Stated exercise => Starting with the line containing "trace: man with beard" and going on through the end of the material, reproduce those lines alone with "instance" switched to "object" and nothing else changed.

Segmentation labeling items:

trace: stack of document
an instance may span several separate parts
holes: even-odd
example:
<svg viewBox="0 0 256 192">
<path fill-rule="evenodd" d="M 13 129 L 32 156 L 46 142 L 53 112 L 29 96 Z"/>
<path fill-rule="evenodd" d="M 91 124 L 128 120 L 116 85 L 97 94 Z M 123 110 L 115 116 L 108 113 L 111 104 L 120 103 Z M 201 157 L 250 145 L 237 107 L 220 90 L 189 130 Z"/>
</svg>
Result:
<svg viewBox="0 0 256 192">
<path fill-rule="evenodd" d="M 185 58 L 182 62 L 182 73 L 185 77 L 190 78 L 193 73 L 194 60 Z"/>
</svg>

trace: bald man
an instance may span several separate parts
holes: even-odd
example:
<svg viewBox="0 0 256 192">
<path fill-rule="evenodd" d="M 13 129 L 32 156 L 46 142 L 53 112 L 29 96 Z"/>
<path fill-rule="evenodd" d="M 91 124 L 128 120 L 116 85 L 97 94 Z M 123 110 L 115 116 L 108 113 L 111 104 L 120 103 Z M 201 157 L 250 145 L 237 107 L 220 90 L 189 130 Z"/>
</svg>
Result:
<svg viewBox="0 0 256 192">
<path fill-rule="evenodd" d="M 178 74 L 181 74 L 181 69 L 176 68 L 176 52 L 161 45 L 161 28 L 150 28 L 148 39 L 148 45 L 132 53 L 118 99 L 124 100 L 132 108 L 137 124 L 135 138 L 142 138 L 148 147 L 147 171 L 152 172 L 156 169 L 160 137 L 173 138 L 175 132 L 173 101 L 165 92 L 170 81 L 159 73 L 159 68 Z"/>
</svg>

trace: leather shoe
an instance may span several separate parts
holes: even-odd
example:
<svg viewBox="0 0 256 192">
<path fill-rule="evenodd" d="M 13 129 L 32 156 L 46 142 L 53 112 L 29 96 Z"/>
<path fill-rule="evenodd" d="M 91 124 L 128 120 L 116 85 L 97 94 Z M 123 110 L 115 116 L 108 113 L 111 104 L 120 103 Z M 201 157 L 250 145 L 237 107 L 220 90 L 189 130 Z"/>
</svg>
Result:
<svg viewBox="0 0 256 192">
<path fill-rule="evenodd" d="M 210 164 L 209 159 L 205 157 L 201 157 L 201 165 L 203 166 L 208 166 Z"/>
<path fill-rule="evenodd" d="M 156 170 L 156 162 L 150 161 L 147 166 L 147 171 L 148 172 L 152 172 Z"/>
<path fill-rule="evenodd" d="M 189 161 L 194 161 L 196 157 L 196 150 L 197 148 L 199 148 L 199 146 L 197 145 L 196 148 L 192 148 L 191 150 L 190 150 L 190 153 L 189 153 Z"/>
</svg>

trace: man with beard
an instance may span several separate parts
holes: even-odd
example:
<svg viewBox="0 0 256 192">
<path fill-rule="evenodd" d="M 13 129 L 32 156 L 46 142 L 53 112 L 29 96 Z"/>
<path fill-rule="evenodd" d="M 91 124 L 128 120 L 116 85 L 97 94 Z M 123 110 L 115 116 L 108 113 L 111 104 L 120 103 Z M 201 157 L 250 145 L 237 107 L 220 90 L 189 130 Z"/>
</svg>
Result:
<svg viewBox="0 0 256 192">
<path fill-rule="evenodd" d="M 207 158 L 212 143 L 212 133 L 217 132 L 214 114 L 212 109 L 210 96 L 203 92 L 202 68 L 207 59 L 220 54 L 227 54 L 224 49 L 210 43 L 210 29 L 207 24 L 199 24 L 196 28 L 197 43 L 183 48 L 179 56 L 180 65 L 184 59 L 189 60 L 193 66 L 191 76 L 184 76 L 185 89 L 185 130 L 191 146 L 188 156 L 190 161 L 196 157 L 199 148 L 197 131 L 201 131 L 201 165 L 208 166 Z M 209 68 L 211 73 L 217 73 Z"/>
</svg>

Written answer =>
trace: man with beard
an object may span several separate parts
holes: even-odd
example:
<svg viewBox="0 0 256 192">
<path fill-rule="evenodd" d="M 13 129 L 32 156 L 46 142 L 53 112 L 29 96 Z"/>
<path fill-rule="evenodd" d="M 91 124 L 128 120 L 116 85 L 97 94 Z M 123 110 L 115 116 L 108 113 L 111 104 L 120 103 Z M 201 157 L 250 145 L 237 107 L 220 90 L 189 130 Z"/>
</svg>
Result:
<svg viewBox="0 0 256 192">
<path fill-rule="evenodd" d="M 207 158 L 212 143 L 212 133 L 217 132 L 214 114 L 212 109 L 210 96 L 203 92 L 202 68 L 207 59 L 220 54 L 227 54 L 224 49 L 210 43 L 210 29 L 207 24 L 199 24 L 196 28 L 197 43 L 183 48 L 179 56 L 180 65 L 184 59 L 189 60 L 193 66 L 191 76 L 184 76 L 185 89 L 185 130 L 191 146 L 188 156 L 190 161 L 196 157 L 199 148 L 197 131 L 201 131 L 201 165 L 208 166 Z M 209 68 L 211 73 L 217 73 Z"/>
</svg>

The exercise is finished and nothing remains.